* Written problem *
Find every line in the listing below that contains the string "gray", and copy each of those lines. Case counts.

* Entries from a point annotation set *
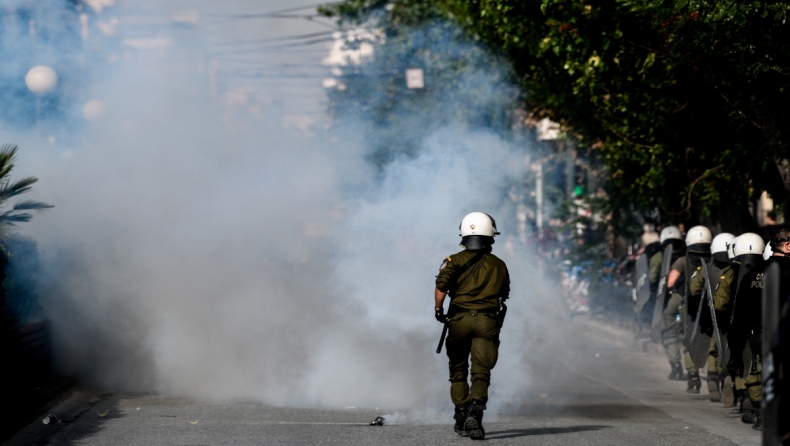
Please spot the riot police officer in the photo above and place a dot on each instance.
(478, 283)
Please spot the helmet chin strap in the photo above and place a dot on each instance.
(780, 252)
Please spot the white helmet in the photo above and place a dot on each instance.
(698, 235)
(720, 244)
(768, 251)
(670, 232)
(477, 231)
(731, 248)
(749, 243)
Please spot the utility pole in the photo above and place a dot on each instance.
(538, 169)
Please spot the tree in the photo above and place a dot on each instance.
(684, 103)
(10, 215)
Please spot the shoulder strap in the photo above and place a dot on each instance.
(454, 284)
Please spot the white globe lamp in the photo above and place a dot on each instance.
(41, 79)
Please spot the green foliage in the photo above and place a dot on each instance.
(685, 103)
(10, 189)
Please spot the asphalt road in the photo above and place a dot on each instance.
(621, 397)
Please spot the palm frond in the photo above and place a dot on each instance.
(20, 187)
(7, 218)
(30, 205)
(7, 158)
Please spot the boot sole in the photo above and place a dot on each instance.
(727, 393)
(476, 432)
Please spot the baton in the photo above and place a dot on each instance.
(441, 340)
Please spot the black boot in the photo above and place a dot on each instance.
(729, 396)
(694, 383)
(714, 395)
(747, 411)
(677, 372)
(474, 420)
(460, 421)
(758, 417)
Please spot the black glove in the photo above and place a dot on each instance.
(440, 316)
(735, 366)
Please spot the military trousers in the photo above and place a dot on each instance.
(754, 382)
(670, 330)
(475, 334)
(715, 370)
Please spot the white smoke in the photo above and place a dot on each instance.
(223, 247)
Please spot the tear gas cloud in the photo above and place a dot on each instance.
(212, 241)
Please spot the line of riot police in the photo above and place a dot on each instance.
(722, 304)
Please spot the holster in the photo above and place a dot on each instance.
(500, 316)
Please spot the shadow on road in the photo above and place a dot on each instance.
(515, 433)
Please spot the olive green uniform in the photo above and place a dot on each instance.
(670, 329)
(654, 269)
(713, 365)
(721, 303)
(473, 328)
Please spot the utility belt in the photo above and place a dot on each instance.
(498, 313)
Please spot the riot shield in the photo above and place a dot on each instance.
(771, 297)
(661, 296)
(700, 341)
(642, 283)
(721, 340)
(692, 262)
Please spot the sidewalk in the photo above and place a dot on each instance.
(646, 381)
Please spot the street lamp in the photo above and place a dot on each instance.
(41, 79)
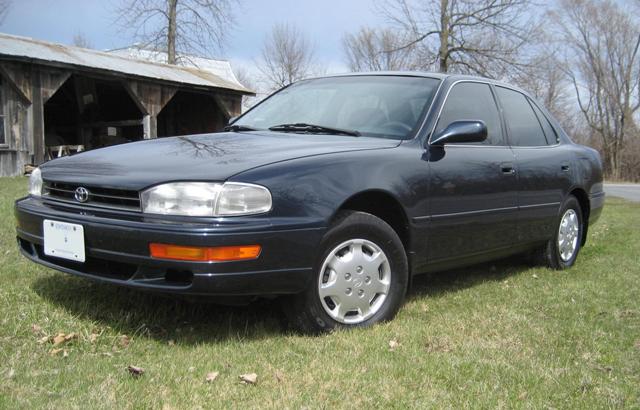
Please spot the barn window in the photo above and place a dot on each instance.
(3, 138)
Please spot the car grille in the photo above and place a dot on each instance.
(97, 196)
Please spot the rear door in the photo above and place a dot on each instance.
(473, 191)
(543, 165)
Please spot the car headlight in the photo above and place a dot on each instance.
(35, 182)
(206, 199)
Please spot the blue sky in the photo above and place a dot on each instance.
(325, 21)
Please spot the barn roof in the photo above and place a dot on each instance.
(24, 48)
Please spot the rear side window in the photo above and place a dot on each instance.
(472, 101)
(549, 131)
(524, 128)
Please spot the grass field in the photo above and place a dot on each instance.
(497, 335)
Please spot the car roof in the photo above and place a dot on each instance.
(426, 74)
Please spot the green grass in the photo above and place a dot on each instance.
(496, 335)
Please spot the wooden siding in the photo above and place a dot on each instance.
(28, 86)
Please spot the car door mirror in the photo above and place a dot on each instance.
(461, 131)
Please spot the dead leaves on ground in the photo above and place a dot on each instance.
(135, 371)
(212, 376)
(249, 378)
(58, 339)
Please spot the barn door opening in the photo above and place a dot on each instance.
(87, 113)
(190, 113)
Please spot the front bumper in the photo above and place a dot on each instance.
(117, 250)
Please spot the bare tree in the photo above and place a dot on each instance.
(603, 44)
(545, 78)
(249, 81)
(179, 27)
(4, 9)
(81, 40)
(287, 56)
(483, 37)
(377, 50)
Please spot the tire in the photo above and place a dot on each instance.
(361, 261)
(553, 254)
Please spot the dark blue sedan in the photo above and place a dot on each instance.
(332, 193)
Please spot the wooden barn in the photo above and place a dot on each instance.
(57, 100)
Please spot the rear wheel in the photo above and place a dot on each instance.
(360, 277)
(562, 249)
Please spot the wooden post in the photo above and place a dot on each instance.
(150, 126)
(38, 117)
(150, 99)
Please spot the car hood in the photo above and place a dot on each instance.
(206, 157)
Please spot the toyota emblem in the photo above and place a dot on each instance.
(81, 194)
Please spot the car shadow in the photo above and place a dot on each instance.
(162, 317)
(439, 284)
(194, 321)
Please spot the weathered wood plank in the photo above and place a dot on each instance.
(19, 77)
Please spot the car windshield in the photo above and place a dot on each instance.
(374, 106)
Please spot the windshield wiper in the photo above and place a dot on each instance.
(313, 129)
(237, 128)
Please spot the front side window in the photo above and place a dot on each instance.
(375, 106)
(472, 102)
(524, 128)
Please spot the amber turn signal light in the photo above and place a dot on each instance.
(204, 254)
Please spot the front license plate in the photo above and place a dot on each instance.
(63, 240)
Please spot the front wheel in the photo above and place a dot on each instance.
(562, 249)
(360, 277)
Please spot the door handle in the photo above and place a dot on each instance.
(507, 168)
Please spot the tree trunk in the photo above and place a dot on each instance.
(171, 32)
(443, 52)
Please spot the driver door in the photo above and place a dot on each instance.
(473, 189)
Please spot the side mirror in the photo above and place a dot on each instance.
(461, 131)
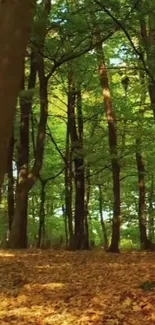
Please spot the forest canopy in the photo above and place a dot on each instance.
(80, 165)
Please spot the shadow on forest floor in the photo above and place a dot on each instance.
(61, 287)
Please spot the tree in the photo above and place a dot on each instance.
(15, 24)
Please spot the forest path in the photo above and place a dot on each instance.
(80, 288)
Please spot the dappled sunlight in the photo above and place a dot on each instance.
(6, 254)
(77, 288)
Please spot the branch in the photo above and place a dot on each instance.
(120, 24)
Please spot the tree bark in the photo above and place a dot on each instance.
(41, 231)
(15, 23)
(68, 183)
(102, 220)
(145, 243)
(112, 135)
(10, 182)
(18, 236)
(151, 209)
(76, 135)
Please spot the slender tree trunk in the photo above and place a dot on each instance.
(148, 42)
(66, 225)
(41, 231)
(102, 220)
(112, 135)
(10, 182)
(145, 242)
(151, 209)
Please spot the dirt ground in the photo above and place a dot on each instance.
(80, 288)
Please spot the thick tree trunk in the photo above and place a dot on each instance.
(26, 99)
(15, 23)
(27, 180)
(102, 220)
(10, 182)
(68, 185)
(76, 135)
(112, 134)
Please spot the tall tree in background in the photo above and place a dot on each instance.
(15, 23)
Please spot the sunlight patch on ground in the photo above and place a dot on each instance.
(6, 254)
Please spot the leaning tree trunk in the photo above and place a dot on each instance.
(112, 136)
(15, 22)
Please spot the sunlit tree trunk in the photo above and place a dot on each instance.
(112, 136)
(102, 219)
(76, 135)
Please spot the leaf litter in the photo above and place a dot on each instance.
(64, 288)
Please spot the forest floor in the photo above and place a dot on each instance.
(81, 288)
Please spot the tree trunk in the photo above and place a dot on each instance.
(10, 182)
(68, 185)
(27, 180)
(102, 220)
(76, 135)
(66, 225)
(41, 231)
(144, 241)
(151, 209)
(26, 99)
(15, 22)
(112, 135)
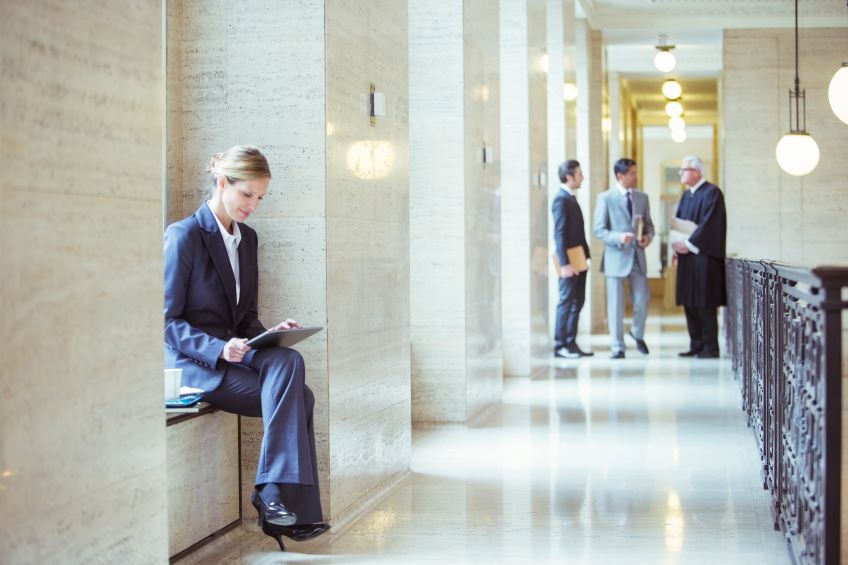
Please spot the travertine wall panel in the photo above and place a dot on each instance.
(454, 210)
(82, 456)
(801, 213)
(367, 250)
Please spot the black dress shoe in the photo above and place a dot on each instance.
(564, 353)
(708, 355)
(640, 344)
(272, 512)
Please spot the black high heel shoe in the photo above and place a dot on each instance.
(297, 533)
(272, 513)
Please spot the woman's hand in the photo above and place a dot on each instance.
(235, 350)
(287, 325)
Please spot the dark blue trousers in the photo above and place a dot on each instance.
(572, 295)
(272, 385)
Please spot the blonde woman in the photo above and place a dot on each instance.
(211, 290)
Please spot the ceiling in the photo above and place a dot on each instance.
(683, 15)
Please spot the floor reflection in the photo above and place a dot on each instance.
(646, 460)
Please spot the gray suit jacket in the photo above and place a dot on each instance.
(611, 221)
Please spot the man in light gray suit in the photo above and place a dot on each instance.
(619, 213)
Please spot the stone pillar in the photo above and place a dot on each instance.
(590, 153)
(333, 232)
(524, 202)
(82, 454)
(454, 210)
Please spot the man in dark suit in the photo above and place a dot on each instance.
(569, 232)
(700, 259)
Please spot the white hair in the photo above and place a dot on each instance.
(695, 163)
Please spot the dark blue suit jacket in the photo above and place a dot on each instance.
(201, 313)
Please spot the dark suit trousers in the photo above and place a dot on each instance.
(273, 386)
(572, 295)
(703, 328)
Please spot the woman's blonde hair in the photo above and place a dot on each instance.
(240, 162)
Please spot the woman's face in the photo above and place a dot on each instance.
(241, 198)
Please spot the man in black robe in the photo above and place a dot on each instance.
(700, 259)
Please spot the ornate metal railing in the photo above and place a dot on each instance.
(783, 327)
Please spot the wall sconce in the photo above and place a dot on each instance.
(674, 109)
(664, 61)
(676, 123)
(487, 154)
(797, 152)
(378, 105)
(671, 89)
(569, 92)
(837, 92)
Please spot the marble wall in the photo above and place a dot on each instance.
(590, 153)
(82, 454)
(759, 70)
(454, 210)
(524, 214)
(293, 78)
(367, 250)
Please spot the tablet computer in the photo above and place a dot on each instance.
(282, 338)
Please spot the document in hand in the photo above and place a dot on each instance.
(282, 338)
(576, 258)
(680, 230)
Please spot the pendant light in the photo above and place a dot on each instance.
(837, 93)
(671, 89)
(797, 152)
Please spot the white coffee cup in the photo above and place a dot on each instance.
(173, 379)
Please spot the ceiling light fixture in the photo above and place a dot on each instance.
(664, 61)
(797, 152)
(672, 89)
(837, 93)
(674, 109)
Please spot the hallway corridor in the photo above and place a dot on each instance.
(641, 461)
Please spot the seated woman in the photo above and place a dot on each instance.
(211, 289)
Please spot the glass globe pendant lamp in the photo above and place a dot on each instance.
(797, 152)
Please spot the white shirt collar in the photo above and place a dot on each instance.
(692, 189)
(236, 235)
(564, 186)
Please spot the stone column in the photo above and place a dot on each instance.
(82, 454)
(294, 79)
(524, 202)
(454, 210)
(590, 153)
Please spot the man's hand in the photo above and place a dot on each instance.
(567, 271)
(287, 325)
(235, 350)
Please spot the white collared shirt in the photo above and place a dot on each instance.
(692, 189)
(624, 191)
(693, 248)
(564, 186)
(231, 243)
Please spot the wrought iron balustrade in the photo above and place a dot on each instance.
(783, 328)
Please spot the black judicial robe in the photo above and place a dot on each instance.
(700, 278)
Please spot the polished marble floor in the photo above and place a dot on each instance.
(645, 460)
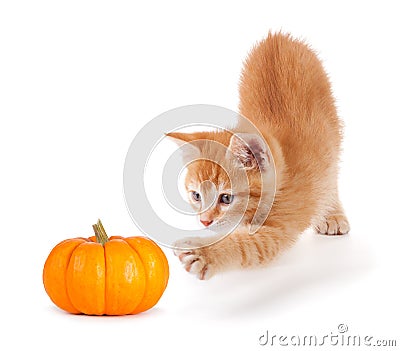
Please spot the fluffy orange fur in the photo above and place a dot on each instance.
(286, 93)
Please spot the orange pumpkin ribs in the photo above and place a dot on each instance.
(106, 276)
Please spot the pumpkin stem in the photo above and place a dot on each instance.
(101, 235)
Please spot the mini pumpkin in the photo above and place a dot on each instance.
(101, 275)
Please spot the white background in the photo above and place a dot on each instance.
(78, 79)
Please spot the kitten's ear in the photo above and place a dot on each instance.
(188, 143)
(251, 150)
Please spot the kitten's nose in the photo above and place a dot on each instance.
(206, 223)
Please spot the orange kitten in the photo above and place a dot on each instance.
(285, 92)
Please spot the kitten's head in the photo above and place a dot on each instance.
(229, 176)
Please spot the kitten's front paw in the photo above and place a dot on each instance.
(334, 225)
(195, 260)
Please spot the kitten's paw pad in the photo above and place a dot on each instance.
(334, 225)
(197, 264)
(195, 260)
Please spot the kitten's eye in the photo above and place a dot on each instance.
(226, 199)
(196, 196)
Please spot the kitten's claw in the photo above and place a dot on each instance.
(195, 261)
(334, 225)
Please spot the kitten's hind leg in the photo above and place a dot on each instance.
(334, 223)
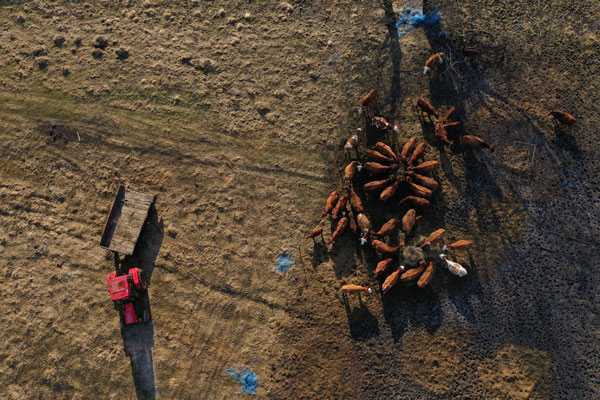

* Right answer *
Please spot the gray suit jacket in the photo above and place a dot on each instance.
Please spot the man in light gray suit in the photo above and place a dot on each instance.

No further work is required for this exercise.